Records of labeled points:
----------

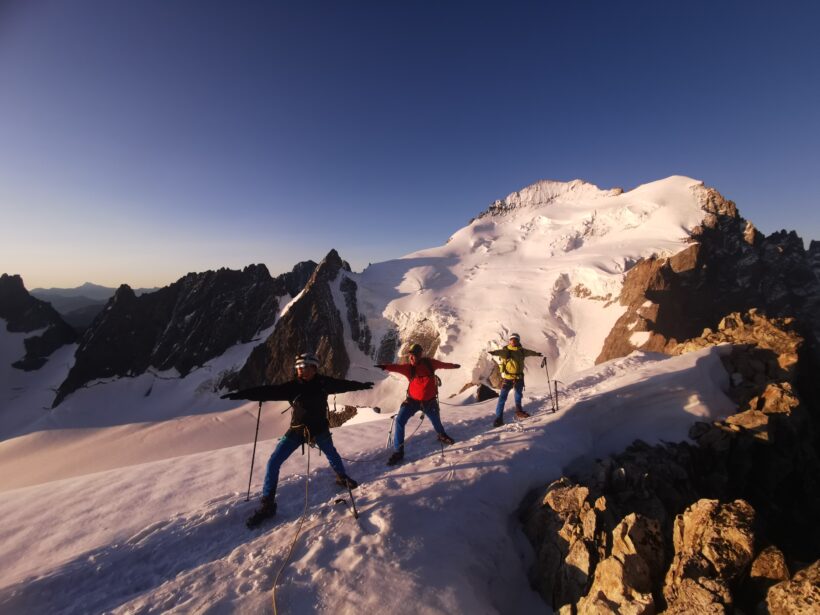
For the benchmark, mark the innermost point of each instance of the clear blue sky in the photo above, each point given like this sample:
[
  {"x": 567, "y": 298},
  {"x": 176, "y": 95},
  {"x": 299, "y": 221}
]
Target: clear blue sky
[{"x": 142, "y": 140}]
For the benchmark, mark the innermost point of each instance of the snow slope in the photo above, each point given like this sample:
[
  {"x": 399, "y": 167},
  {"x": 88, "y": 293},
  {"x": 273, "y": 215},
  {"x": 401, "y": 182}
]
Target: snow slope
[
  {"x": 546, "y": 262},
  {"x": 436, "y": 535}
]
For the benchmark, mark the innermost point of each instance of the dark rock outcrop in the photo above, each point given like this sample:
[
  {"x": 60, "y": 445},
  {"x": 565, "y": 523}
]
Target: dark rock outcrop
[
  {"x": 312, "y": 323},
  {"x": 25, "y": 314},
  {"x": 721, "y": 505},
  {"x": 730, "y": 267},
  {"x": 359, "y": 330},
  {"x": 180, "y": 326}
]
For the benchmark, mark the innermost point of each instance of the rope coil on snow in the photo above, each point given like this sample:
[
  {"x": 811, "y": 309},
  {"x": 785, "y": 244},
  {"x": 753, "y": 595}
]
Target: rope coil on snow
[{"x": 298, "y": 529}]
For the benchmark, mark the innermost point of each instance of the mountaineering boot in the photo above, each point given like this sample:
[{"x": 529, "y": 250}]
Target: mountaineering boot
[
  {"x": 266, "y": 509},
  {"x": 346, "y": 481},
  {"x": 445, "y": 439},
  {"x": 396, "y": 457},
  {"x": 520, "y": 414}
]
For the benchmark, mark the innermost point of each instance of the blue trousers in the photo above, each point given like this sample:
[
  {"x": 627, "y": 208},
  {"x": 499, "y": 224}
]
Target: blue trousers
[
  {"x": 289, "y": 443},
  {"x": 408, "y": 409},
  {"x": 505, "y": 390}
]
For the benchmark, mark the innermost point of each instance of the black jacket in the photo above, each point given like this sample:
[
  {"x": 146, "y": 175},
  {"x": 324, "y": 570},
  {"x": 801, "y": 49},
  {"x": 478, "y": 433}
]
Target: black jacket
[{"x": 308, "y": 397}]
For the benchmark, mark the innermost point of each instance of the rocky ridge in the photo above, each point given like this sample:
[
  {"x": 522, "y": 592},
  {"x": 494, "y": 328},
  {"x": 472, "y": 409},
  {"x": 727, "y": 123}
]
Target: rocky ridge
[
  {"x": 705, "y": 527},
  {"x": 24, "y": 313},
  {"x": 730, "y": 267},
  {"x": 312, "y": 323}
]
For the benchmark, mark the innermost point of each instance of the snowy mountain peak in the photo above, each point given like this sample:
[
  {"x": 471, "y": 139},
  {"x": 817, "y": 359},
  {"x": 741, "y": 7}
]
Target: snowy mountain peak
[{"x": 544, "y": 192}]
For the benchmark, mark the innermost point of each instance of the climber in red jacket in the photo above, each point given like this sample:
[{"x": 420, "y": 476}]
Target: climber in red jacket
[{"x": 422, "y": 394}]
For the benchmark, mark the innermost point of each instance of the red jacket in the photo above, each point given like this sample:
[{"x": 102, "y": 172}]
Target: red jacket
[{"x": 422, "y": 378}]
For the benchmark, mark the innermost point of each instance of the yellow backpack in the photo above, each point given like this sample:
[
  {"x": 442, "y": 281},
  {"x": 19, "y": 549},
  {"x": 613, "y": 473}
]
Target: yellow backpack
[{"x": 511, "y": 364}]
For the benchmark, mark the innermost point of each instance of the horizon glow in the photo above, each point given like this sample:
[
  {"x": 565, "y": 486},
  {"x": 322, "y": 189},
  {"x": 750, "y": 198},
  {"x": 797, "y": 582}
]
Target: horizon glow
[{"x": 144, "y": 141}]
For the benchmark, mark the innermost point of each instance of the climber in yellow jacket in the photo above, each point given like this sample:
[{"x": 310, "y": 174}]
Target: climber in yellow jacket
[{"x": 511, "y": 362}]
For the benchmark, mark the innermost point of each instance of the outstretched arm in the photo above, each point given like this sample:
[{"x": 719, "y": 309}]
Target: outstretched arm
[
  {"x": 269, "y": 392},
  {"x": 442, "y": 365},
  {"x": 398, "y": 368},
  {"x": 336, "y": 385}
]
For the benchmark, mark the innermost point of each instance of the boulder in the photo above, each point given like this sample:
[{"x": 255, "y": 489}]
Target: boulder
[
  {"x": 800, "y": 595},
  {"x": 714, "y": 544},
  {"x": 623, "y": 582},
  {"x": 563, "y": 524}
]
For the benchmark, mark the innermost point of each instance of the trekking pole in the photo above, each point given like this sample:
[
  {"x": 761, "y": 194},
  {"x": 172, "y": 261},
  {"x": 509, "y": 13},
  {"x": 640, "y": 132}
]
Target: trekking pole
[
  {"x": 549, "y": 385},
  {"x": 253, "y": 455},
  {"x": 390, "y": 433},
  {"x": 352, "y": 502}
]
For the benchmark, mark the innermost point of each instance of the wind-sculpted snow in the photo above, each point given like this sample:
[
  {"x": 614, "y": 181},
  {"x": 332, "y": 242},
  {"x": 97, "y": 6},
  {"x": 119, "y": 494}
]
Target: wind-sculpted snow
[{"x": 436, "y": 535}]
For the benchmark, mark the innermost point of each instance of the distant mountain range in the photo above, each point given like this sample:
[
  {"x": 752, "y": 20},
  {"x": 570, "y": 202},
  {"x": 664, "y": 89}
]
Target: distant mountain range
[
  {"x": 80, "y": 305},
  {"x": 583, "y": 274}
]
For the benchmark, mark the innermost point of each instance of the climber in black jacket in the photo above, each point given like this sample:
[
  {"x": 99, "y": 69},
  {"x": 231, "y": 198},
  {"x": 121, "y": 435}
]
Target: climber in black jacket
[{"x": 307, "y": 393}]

----------

Exactly and only the lines from the line containing "of the boulder" through the last line of the entries should be copied, both ends included.

- _Expected output_
For the benchmark, mark the innermost point of each instance of the boulder in the photo above, each point given like this sample:
[{"x": 255, "y": 489}]
Target: boulder
[
  {"x": 800, "y": 595},
  {"x": 714, "y": 544},
  {"x": 623, "y": 582},
  {"x": 563, "y": 524}
]
For the benchmark, mark the innermost point of each instance of the trekking pole in the photo above, each point given like this sample:
[
  {"x": 761, "y": 194},
  {"x": 172, "y": 261},
  {"x": 509, "y": 13},
  {"x": 640, "y": 132}
]
Target: trekking pole
[
  {"x": 549, "y": 385},
  {"x": 253, "y": 455},
  {"x": 390, "y": 433},
  {"x": 352, "y": 502}
]
For the benchmark, mark the innermost point of each instance of the wind-sculpted snow in the photo above, each point given like this sample:
[
  {"x": 614, "y": 181},
  {"x": 332, "y": 242},
  {"x": 97, "y": 6},
  {"x": 119, "y": 494}
]
Target: wind-sculpted snow
[{"x": 436, "y": 535}]
For the benchmark, mark the innermost point of each instance of the distant mountain range in the photo above, each point given like this sample:
[
  {"x": 752, "y": 20},
  {"x": 570, "y": 202},
  {"x": 664, "y": 89}
]
Target: distant mountain range
[
  {"x": 80, "y": 305},
  {"x": 583, "y": 274}
]
For the benchmark, mark the innermost point of each instance of the climber in black jacket in the photo above, each point given like this sample:
[
  {"x": 99, "y": 69},
  {"x": 231, "y": 198},
  {"x": 121, "y": 435}
]
Target: climber in black jacket
[{"x": 307, "y": 393}]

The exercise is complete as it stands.